◆ **ИСХОДНЫЙ ТЕКСТ**:
На корочанском направлении III танковый корпус генерала Брейта сразу начал испытывать трудности. 6-я танковая дивизия потеряла много времени при переправе через Северский Донец, а 19-я танковая попала на плотные минные поля и потеряла много танков. 503-й тяжёлый танковый батальон, поддерживавший дивизию, потерял на минных полях 9 «тигров». Они застряли в первой полосе обороны. Больше повезло 7-й танковой дивизии, которая прорвала оборону 78-й гвардейской дивизии.
Видя, что ситуация начинает приобретать серьёзный оборот, генерал Ватутин выдвинул на вторую полосу обороны 1-ю танковую армию Катукова и два гвардейских стрелковых корпуса. Но при этом он бодро рапортует в Ставку об уничтожении более чем 500 немецких танков. Непонятно только, почему же советские войска всё-таки отходят назад?

◆ **ЗАПИСИ**:
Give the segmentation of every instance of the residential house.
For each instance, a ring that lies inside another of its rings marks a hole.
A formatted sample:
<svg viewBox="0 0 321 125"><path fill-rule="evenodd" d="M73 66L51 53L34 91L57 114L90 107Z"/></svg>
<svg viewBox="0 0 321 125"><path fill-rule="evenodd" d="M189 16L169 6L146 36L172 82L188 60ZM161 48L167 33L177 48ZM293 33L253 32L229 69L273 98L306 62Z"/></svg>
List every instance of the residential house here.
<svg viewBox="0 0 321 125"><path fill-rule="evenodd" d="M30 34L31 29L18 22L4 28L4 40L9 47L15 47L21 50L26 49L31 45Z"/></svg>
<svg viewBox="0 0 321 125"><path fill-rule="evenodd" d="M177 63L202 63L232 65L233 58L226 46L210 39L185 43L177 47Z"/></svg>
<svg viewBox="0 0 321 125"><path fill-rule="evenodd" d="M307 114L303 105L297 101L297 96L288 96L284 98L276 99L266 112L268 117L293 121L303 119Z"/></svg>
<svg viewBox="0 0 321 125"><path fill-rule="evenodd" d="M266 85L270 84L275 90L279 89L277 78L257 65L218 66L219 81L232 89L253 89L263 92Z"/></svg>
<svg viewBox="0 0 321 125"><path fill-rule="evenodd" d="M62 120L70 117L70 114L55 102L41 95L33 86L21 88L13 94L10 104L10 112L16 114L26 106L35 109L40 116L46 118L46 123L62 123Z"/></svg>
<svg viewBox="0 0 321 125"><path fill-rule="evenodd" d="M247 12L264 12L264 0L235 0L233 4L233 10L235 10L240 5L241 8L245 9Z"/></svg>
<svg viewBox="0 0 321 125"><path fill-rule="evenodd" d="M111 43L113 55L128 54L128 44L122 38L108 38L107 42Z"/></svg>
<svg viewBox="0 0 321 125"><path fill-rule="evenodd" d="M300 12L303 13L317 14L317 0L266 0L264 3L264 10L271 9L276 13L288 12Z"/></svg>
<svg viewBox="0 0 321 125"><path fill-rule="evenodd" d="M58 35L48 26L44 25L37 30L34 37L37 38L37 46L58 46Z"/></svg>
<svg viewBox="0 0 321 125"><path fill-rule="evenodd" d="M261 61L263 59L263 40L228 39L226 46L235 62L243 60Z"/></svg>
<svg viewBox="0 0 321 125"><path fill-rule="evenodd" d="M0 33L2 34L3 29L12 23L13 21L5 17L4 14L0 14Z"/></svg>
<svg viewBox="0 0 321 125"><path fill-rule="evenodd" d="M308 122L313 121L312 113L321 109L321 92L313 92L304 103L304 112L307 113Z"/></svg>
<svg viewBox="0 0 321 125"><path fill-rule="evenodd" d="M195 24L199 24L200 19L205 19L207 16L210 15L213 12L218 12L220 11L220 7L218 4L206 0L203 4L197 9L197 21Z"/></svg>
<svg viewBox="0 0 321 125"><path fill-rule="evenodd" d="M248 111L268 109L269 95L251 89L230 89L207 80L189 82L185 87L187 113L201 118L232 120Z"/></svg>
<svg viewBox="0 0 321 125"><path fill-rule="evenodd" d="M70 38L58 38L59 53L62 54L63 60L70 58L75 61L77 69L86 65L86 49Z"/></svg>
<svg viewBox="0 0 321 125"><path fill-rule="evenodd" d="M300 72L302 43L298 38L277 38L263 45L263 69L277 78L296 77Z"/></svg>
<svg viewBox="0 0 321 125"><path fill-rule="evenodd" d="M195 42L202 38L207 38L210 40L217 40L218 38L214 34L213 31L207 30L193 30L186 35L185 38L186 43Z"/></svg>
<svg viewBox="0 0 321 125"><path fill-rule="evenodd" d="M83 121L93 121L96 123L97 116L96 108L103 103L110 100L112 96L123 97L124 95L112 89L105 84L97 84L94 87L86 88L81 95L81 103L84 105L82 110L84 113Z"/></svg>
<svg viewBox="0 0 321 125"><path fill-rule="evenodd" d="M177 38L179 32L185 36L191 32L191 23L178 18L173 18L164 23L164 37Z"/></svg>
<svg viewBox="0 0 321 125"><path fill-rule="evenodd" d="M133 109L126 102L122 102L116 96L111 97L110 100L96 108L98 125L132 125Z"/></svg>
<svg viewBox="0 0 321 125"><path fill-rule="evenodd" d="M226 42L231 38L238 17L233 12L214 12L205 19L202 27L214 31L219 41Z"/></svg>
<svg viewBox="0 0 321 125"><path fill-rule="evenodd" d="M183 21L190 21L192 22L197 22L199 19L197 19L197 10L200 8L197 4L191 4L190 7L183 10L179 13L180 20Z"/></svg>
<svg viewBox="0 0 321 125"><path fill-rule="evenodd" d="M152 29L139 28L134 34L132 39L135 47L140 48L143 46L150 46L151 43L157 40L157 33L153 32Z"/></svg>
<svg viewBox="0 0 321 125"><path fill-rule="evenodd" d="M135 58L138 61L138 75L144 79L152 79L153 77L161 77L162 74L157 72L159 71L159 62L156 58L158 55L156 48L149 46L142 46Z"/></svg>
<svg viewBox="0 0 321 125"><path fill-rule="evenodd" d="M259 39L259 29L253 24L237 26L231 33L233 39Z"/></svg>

◆ **ЗАДАНИЯ**:
a) Ответьте на вопросы по тексту о корочанском направлении:
(i) Сколько «тигров» потерял 503-й тяжёлый танковый батальон на минных полях?
(ii) Какая дивизия прорвала оборону 78-й гвардейской дивизии?
(iii) Какую армию генерал Ватутин выдвинул на вторую полосу обороны?
b) Перепишите слово в слово кусок текста о корочанском направлении от слов «На корочанском направлении» до слов «78-й гвардейской дивизии.».
c) Переведите на английский предложение из текста о корочанском направлении: «Но при этом он бодро рапортует в Ставку об уничтожении более чем 500 немецких танков».

◆ **ОТВЕТЫ К ЗАДАНИЯМ**:
a)
(i) 9 «тигров».
(ii) 7-я танковая дивизия.
(iii) 1-ю танковую армию Катукова.

b)
На корочанском направлении III танковый корпус генерала Брейта сразу начал испытывать трудности. 6-я танковая дивизия потеряла много времени при переправе через Северский Донец, а 19-я танковая попала на плотные минные поля и потеряла много танков. 503-й тяжёлый танковый батальон, поддерживавший дивизию, потерял на минных полях 9 «тигров». Они застряли в первой полосе обороны. Больше повезло 7-й танковой дивизии, которая прорвала оборону 78-й гвардейской дивизии.

c) At the same time, however, he cheerfully reports to the Stavka the destruction of more than 500 German tanks.